__Request__. Without the pictures, give the entries below again exactly as written.

Named-object pointing records:
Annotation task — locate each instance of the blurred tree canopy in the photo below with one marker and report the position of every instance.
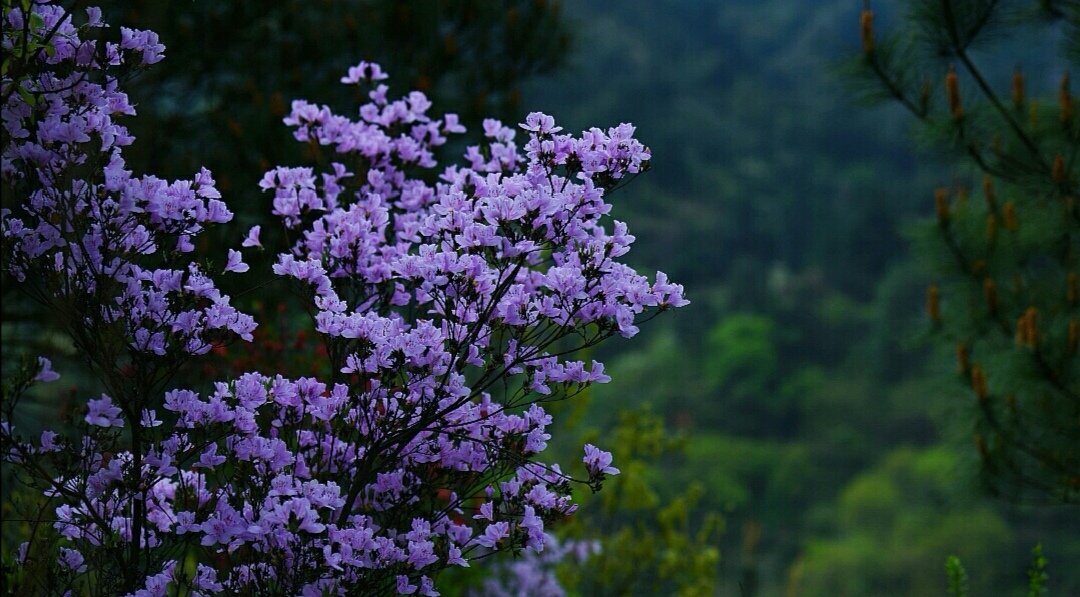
(1004, 268)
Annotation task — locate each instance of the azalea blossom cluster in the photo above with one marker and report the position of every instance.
(89, 239)
(451, 301)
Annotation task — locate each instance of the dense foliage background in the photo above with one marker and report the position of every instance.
(819, 439)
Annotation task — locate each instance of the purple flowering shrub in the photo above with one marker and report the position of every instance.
(450, 302)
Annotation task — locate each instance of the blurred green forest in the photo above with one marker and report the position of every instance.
(831, 432)
(815, 415)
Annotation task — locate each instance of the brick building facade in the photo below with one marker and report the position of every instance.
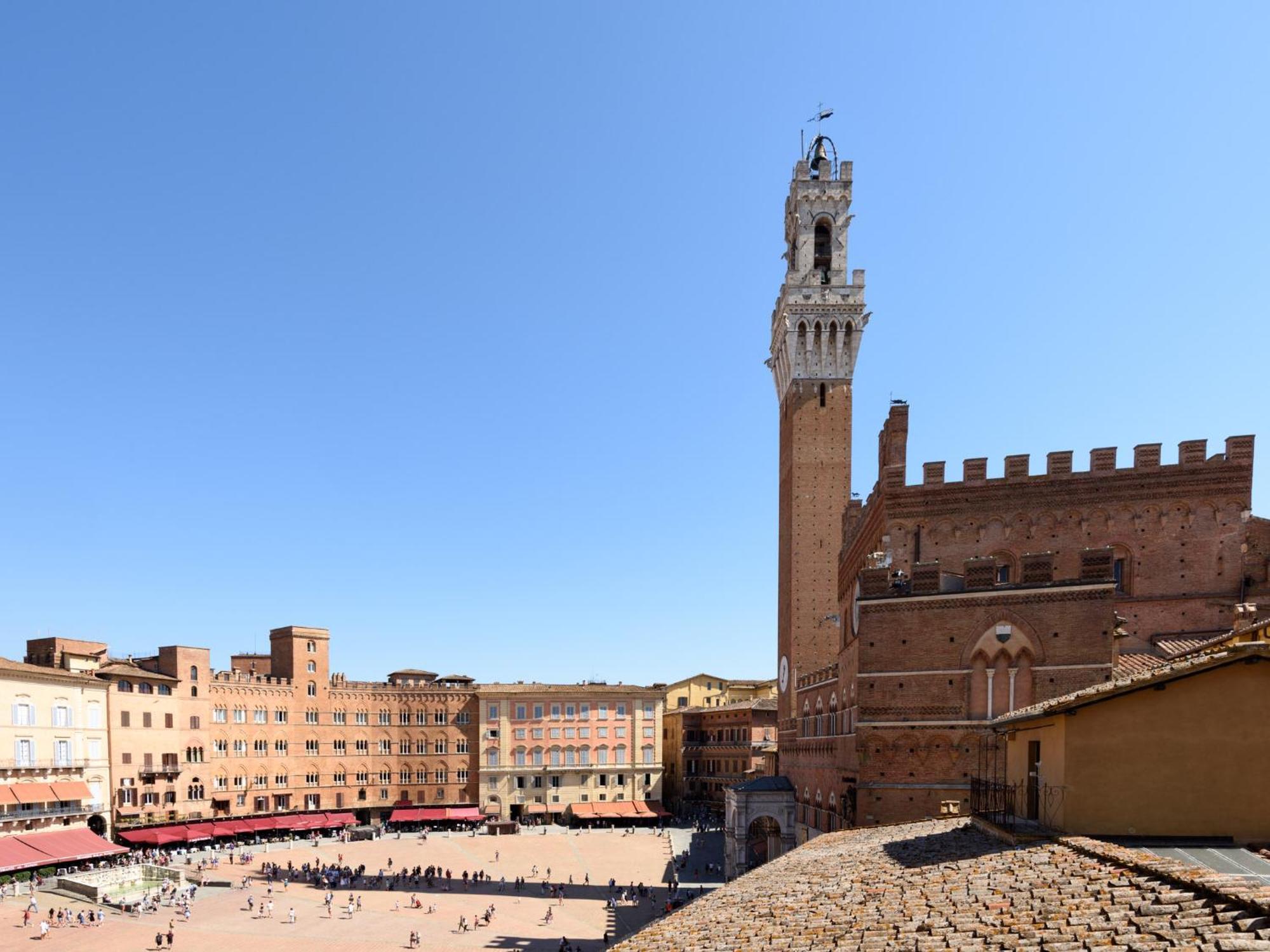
(709, 750)
(547, 748)
(943, 604)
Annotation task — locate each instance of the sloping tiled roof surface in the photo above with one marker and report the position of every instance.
(946, 885)
(1136, 663)
(36, 670)
(1188, 664)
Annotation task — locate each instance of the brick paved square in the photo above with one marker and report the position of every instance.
(222, 921)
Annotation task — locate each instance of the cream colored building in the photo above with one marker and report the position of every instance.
(547, 747)
(55, 767)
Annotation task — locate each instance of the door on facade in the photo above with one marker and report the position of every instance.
(1033, 780)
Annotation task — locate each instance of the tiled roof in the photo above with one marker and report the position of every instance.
(131, 671)
(37, 670)
(765, 785)
(1136, 663)
(946, 885)
(1135, 682)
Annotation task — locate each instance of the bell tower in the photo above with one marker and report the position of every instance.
(816, 333)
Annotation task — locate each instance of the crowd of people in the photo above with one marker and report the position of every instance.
(408, 880)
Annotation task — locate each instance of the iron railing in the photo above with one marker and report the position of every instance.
(1027, 807)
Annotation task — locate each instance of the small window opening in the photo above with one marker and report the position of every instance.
(824, 252)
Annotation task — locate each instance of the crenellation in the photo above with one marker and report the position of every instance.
(1192, 453)
(1103, 460)
(1239, 450)
(1017, 466)
(1146, 456)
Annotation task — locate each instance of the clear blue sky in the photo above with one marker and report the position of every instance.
(444, 327)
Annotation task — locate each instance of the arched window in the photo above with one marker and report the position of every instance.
(824, 255)
(1122, 569)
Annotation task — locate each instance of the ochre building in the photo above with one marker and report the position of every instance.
(556, 750)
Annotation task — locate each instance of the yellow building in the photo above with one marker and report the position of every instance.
(1179, 751)
(712, 691)
(55, 769)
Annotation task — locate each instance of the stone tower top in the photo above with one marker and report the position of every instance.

__Output for this exercise__.
Annotation task — locate each instance of the blurred tree canopy in the photo below with one marker and report the position of every instance.
(1004, 268)
Annotation task — locate each instance of the azalea blossom cluster in the photo above with one marker and report the position of every instance.
(89, 239)
(451, 301)
Annotation task — locate each instance of the dense foliage background in the photo above with one marker and report the position of every instance.
(819, 439)
Annotation task — locate each instance of the purple flowering shrub in the photo above with one marker and report the position of every instance.
(450, 302)
Annotation task — locate each instance of the blurred green forest in the photo above with one marker and report the position of every instance.
(831, 432)
(815, 415)
Annotation task — locate each instance of the brick building facade in the photo below with one marker and report the position of every instance.
(709, 750)
(547, 748)
(943, 604)
Annotation task — locate each instance of the sloping tiled roof surface in the photo above with one marker and report the position of every instance.
(946, 885)
(1136, 663)
(36, 670)
(1188, 664)
Annotation task — locate each instance of the brick paved square in the photo above with one marker and report the position of every instance.
(222, 921)
Annotation task — locate each instance of the cream colored building in the photo above with one marker and report the position of every instance.
(547, 747)
(55, 767)
Annotation task — locate each instance of the door on facade in the photo above with one marker and report the position of every instance.
(1033, 780)
Annotation task — locate each instance of the tiled roof in the photo above with one marker and report the position of every instance.
(131, 671)
(37, 670)
(765, 785)
(1136, 663)
(946, 885)
(1135, 682)
Annotation task — locate each instance of the bell tower in the photo above with one marker and report the position of every instance.
(816, 333)
Annotation task — locate each instance of the crowd of people in the photo above with one marker and report the position of every instance.
(408, 880)
Annotation task — locate each instance of the iron railing in the photo above with one marker and report the position of every instance.
(1027, 807)
Annotation task — locate each instance of the small window opening in the photo above with one marker and report the position of every instance.
(824, 252)
Annotation task — locate each instance of the crenellation in the photo above with one marker and report the position of every instance.
(1192, 453)
(1103, 460)
(1239, 450)
(1017, 466)
(1146, 456)
Annotation task — locate each instance of the clear blue sky in the photo above with one marker and report the position of every instance.
(444, 327)
Annotation task — locate each instance of the arched window in the photo above with one marker and report the position of every instance.
(824, 255)
(1122, 569)
Annotation task — locate each instance of the ochre building in the photo above with one marker and report the position of every instance.
(556, 750)
Annotation task — locate each instance of the yellow building in the photo above with one marker and report the position of every instance.
(1179, 751)
(712, 691)
(55, 769)
Annotation task — locate each instance of the stone tower top in the photo above with one marker and report the position of every instance.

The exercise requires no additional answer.